How to complete this task → In the records below, the lines from the one containing "[ ] coordinates" through the last are to be reproduced exactly and alone.

Items listed in a dataset
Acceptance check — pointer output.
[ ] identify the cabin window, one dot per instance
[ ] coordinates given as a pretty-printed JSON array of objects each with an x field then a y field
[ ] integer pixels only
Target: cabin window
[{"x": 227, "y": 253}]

Response area →
[ ] coordinates given as a pretty-printed JSON array of objects each with an x field then a y field
[ ] integer pixels only
Target: cabin window
[{"x": 227, "y": 253}]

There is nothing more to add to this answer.